● **EXERCISE PROMPT**
An exact copy of all records is expected, minus the images.

● **DATA RECORDS**
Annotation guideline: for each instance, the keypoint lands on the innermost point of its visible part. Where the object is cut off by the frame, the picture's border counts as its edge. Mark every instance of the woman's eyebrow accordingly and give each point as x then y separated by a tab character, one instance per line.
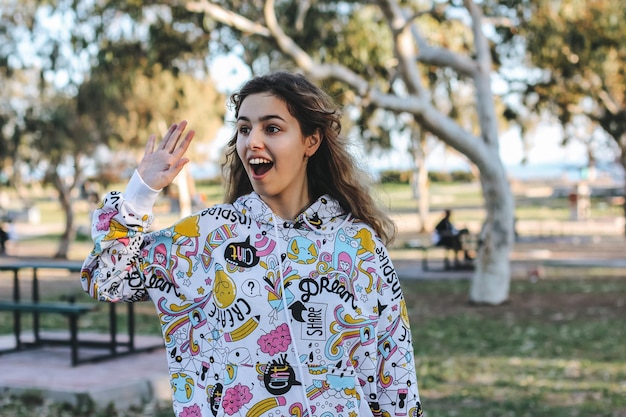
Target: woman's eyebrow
262	118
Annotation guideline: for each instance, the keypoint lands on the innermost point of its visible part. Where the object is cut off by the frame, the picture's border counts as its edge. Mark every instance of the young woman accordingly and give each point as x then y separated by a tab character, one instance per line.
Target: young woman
283	301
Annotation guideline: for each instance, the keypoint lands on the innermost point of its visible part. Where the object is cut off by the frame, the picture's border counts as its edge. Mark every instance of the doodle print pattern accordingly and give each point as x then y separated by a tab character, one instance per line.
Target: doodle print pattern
307	321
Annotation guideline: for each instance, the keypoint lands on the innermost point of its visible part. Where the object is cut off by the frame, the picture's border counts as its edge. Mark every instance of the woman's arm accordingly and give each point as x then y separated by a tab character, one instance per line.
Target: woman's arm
396	377
113	270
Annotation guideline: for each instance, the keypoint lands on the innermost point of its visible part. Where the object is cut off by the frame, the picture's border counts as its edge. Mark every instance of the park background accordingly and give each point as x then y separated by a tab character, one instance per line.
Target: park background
482	86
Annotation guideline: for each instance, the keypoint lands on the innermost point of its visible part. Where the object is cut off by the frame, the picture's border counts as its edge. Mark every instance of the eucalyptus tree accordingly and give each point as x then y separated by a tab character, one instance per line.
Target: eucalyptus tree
100	73
380	55
578	53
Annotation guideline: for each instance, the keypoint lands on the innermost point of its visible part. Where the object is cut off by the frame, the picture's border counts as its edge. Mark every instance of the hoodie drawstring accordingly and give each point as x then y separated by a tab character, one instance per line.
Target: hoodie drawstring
288	319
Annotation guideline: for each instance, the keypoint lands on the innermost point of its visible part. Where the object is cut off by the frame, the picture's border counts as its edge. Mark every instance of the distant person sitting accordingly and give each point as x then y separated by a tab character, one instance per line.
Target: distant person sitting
450	237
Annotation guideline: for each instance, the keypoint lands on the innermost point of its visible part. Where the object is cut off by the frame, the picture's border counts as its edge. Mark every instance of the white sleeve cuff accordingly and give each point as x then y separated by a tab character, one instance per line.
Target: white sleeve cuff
139	195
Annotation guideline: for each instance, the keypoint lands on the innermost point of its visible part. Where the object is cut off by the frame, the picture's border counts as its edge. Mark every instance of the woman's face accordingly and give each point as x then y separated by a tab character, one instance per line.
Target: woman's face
274	153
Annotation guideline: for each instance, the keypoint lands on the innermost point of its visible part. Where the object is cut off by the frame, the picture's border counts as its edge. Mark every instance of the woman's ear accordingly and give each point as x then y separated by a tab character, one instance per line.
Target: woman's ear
312	143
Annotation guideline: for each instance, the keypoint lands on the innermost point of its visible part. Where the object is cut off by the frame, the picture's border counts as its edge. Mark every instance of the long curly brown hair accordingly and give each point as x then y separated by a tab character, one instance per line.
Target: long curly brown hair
332	169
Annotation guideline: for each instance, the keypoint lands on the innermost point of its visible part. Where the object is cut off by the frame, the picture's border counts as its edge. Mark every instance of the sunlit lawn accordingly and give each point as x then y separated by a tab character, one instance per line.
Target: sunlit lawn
557	349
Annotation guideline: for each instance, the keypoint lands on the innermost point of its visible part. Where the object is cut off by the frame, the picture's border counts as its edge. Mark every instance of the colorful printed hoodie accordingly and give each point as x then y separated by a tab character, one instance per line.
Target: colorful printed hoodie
262	316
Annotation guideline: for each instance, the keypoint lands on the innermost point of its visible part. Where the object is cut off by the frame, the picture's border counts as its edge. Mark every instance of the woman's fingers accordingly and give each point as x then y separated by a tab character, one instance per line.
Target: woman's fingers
161	165
150	144
171	138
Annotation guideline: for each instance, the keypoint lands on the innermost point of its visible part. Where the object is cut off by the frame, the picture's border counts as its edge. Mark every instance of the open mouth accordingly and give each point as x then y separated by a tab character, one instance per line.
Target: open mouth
260	166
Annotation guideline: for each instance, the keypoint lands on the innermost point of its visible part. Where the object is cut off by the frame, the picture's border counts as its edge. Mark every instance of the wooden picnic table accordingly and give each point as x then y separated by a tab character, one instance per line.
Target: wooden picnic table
35	306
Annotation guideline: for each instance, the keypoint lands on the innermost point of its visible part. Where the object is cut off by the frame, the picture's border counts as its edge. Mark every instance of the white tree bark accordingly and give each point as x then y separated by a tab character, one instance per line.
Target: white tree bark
491	279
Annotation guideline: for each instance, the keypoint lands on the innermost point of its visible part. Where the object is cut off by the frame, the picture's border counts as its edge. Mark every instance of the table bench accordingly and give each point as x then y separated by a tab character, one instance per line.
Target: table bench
71	310
447	264
425	249
35	306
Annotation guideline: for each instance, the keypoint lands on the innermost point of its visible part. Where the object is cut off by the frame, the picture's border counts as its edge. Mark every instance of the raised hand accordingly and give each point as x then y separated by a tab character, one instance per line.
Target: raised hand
159	166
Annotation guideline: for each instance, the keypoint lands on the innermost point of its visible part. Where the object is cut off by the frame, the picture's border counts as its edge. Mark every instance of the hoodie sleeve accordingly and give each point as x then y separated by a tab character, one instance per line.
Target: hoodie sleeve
396	377
112	271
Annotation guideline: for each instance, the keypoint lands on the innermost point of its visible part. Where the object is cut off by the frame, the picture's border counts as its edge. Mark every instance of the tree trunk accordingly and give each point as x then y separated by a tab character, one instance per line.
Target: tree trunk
491	280
66	204
623	162
420	179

● **OUTPUT OF THE EXERCISE**
Annotation guideline: for each instance, the keypoint lands on the innermost point of its visible part. Where the object is cut off by the frame, the picture's border counts as its edge. Mark every instance of the woman's eyebrow accordingly and give each point as x then y separated by a tab character, one instance per line.
Target: woman's eyebrow
262	118
Annotation guideline: for each instance, the keypoint lands on the innermost point of its visible part. Where the object is cut off by the frame, the picture's border counts as its edge. Mark every instance of the young woman accordingly and give each point as x then y separated by a tab character, one instance per line.
Target: young woman
283	301
Annotation guideline: for each instance, the keypoint lands on the innermost point of its visible part. Where the object is cut off by the frame, the picture's border counts as its edge. Mark every instance of the doodle print pattern accordingly and give each point as x then y separated by a tab character, one instance per line.
Target: doodle print pattern
307	321
Annotation guideline: for each instance, the keypoint lands on the innermost point of its visible part. Where the object is cut off by the frame, the picture's border counts as its edge. Mark every instance of the woman's arm accordingly and give each point as x then y separated by a tab character, one instance per line.
Target: woman's arm
396	377
113	270
Annotation guideline: for each instance, the keypoint lands on the innermost point of its visible part. Where the object is cut off by the frame, the picture's border counts as its edge. Mark every instance of the park background accordingly and give each point as x then y separated by a tab character, one instance per line.
Target: park background
482	86
Annotation guideline: for each instance, the keypoint lands on the innermost point of its visible part. Where the object is cut off by the frame, the picture's border counts as its edge. Mark every instance of the eucalyptus tree accordingly and give each point as x then y separated by a tab character, one instance per line.
Target: eucalyptus tree
100	73
380	55
578	53
Annotation guideline: for each instance, the keypoint lands on the innermost point of its visible part. Where the object is cut off by the frame, the picture's border counts as its edge. Mark every instance of the hoodie drawstring accordingly and give each point as x then y separated by a tab character, one instance per line.
Target: hoodie drawstring
288	319
Annotation guideline: for each instance, the keypoint lands on the innermost point of its visible part. Where the object is cut off by the frame, the picture's border counts as its edge. Mark every instance of the distant person sitting accordingly and give each point as x then y separated by a tab character, one instance per line.
Target: distant person sitting
450	237
Annotation guideline: for each instance, the keypoint lands on the innermost point of its visible part. Where the object is cut off by the frame, the picture's border counts as its edge. Mark every instance of the white sleeve cuff accordingly and give each point as x then y separated by a tab character, one instance per line.
Target: white sleeve cuff
139	195
Annotation guideline: for each instance, the keypoint lands on the innermost point of its visible part. Where the object is cut off by the frame, the picture's border counts as its edge. Mark every instance of the woman's face accordingly and give each point as x then y separated by a tab character, one instance per line.
Target: woman's face
274	153
Annotation guideline: for each instance, the keypoint lands on the innermost point of its visible part. Where the object is cut off by the frame, the picture's border counts as its edge. Mark every instance of the woman's ear accordingly and give each point as x then y separated by a tab character, one instance per line.
Target: woman's ear
312	143
Annotation guideline: for each instance, the keypoint lands on the innermost point of its visible part. Where the object is cut off by the frame, the picture's border counts as its edge. Mark every instance of the long curly brown hair accordingly and give each point as x then y separated by a tab character, one instance per line.
Target: long curly brown hair
332	169
Annotation guideline: for each instance, the keypoint lands on the innermost point of its visible part. Where the object is cut off by the frame, the picture's border counts as its edge. Mark every instance of the sunlit lawn accordingly and give each point as x then y separated by a tab character, one instance per line.
Target: sunlit lawn
557	349
Annotation guideline: for each instance, the keypoint lands on the innermost point of its visible part. Where the object is cut off by the frame, the picture's border counts as its edge. Mark every instance of the colorful printed hoodie accordingly and give each point as x then y separated by a tab character, one instance per line.
Target: colorful printed hoodie
262	316
Annotation guideline: for each instance, the keypoint lands on the innermost point of its visible part. Where the object is cut off by the frame, the picture's border counts as its edge. Mark every instance of the woman's fingers accordingly and give each point as x then y separated by a tab character, one instance per line.
Target: woman's fingers
161	165
150	144
171	138
Annotation guideline: for each instance, the keypoint lands on the innermost point of its visible part. Where the object is cut off by the frame, the picture's border counts as its edge. Mark every instance of the open mouth accordingly and give each point as x then y separated by a tab character, one instance per line.
Target: open mouth
260	166
Annotation guideline: for each instance, the keypoint lands on the innermost point of its visible part. Where the object is cut off by the frame, the picture's border counts as its edge. Mark every instance of the wooden picnic table accordingly and give each point as x then y separated by a tab character, one instance per line.
Target: wooden picnic table
35	306
Annotation guideline: for each instance, the keypoint lands on the innermost point of its visible part. Where the object is cut off by the frame, the picture's border counts as its edge. Mark every instance of the white tree bark accordingly and give each point as x then y separated by a tab character, one instance per line.
Target: white tree bark
491	279
Annotation guideline: for each instance, the keypoint lands on the innermost point of its visible part. Where the object is cut off by the frame, the picture's border counts as its edge. Mark every instance of the table bench accordingly and give each point as x then y separated by a tab character, one instance per line.
Target: table bench
71	310
447	264
425	249
35	306
Annotation guideline: for each instance, the keypoint lands on the innermost point of its visible part. Where the object is cut off by the frame, the picture's border counts as its edge. Mark every instance of the raised hand accordingly and give each point as x then y separated by a tab character, one instance per line.
Target: raised hand
159	166
Annotation guideline: for each instance, the keypoint lands on the innermost point of its visible part. Where the object is cut off by the frame, the picture's border counts as its edge. Mark every instance of the hoodie sleeve accordingly and give each point as x then y separated by a tab character, one instance per line.
Target: hoodie sleeve
396	377
112	271
Annotation guideline: for each instance, the keypoint lands on the innermost point of its visible part. Where the object is cut off by the frame, the picture's border counts as its edge. Mark every instance of the tree trunk accordingly and give each point as x then y separated by a tab character, one instance per line.
Target: tree trunk
491	280
66	204
623	162
420	179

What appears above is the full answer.